(Entries from a dataset)
=====

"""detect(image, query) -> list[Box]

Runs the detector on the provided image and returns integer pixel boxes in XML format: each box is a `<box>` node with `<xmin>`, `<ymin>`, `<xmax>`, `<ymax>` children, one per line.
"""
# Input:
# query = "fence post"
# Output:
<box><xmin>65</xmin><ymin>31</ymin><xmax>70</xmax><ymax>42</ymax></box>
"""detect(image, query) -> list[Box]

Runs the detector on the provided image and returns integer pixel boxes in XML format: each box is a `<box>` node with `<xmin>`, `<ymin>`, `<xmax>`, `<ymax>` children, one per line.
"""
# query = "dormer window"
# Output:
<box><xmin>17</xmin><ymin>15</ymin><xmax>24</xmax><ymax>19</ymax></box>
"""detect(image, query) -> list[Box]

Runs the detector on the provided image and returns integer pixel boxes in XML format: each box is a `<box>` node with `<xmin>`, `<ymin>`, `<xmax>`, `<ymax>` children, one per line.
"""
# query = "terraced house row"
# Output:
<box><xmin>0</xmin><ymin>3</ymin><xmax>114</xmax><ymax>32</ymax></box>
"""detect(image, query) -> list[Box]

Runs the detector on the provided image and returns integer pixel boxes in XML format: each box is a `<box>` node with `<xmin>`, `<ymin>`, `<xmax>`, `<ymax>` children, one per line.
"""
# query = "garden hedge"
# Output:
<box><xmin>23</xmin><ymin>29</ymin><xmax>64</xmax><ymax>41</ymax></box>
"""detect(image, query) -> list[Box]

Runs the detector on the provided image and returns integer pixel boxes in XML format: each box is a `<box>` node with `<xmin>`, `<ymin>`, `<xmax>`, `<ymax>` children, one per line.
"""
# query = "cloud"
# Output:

=====

• _PROBLEM DETAILS_
Please express every line of the items above as a JSON list of strings, one string per line, leaving out any blank lines.

• _THE OUTPUT_
[
  "\"\"\"detect(image, query) -> list[Box]",
  "Runs the detector on the provided image and returns integer pixel boxes in XML format: each box is a `<box>` node with `<xmin>`, `<ymin>`, `<xmax>`, `<ymax>` children, one per line.",
  "\"\"\"",
  "# Input:",
  "# query = \"fence post\"",
  "# Output:",
  "<box><xmin>65</xmin><ymin>31</ymin><xmax>70</xmax><ymax>42</ymax></box>",
  "\"\"\"detect(image, query) -> list[Box]",
  "Runs the detector on the provided image and returns integer pixel boxes in XML format: each box is a `<box>` node with `<xmin>`, `<ymin>`, `<xmax>`, `<ymax>` children, one per line.",
  "\"\"\"",
  "# query = \"dormer window\"",
  "# Output:",
  "<box><xmin>17</xmin><ymin>15</ymin><xmax>24</xmax><ymax>19</ymax></box>",
  "\"\"\"detect(image, query) -> list[Box]",
  "Runs the detector on the provided image and returns integer pixel boxes in XML format: each box is a `<box>` node with `<xmin>`, `<ymin>`, `<xmax>`, `<ymax>` children, one per line.",
  "\"\"\"",
  "# query = \"terraced house row\"",
  "# Output:",
  "<box><xmin>0</xmin><ymin>3</ymin><xmax>114</xmax><ymax>32</ymax></box>",
  "\"\"\"detect(image, query) -> list[Box]",
  "Runs the detector on the provided image and returns integer pixel boxes in XML format: each box is a `<box>` node with `<xmin>`, `<ymin>`, `<xmax>`, `<ymax>` children, one per line.",
  "\"\"\"",
  "# query = \"garden hedge\"",
  "# Output:",
  "<box><xmin>23</xmin><ymin>29</ymin><xmax>64</xmax><ymax>41</ymax></box>",
  "\"\"\"detect(image, query) -> list[Box]",
  "Runs the detector on the provided image and returns integer pixel boxes in XML format: each box is a `<box>` node with `<xmin>`, `<ymin>`, `<xmax>`, `<ymax>` children, one per line.",
  "\"\"\"",
  "# query = \"cloud\"",
  "# Output:"
]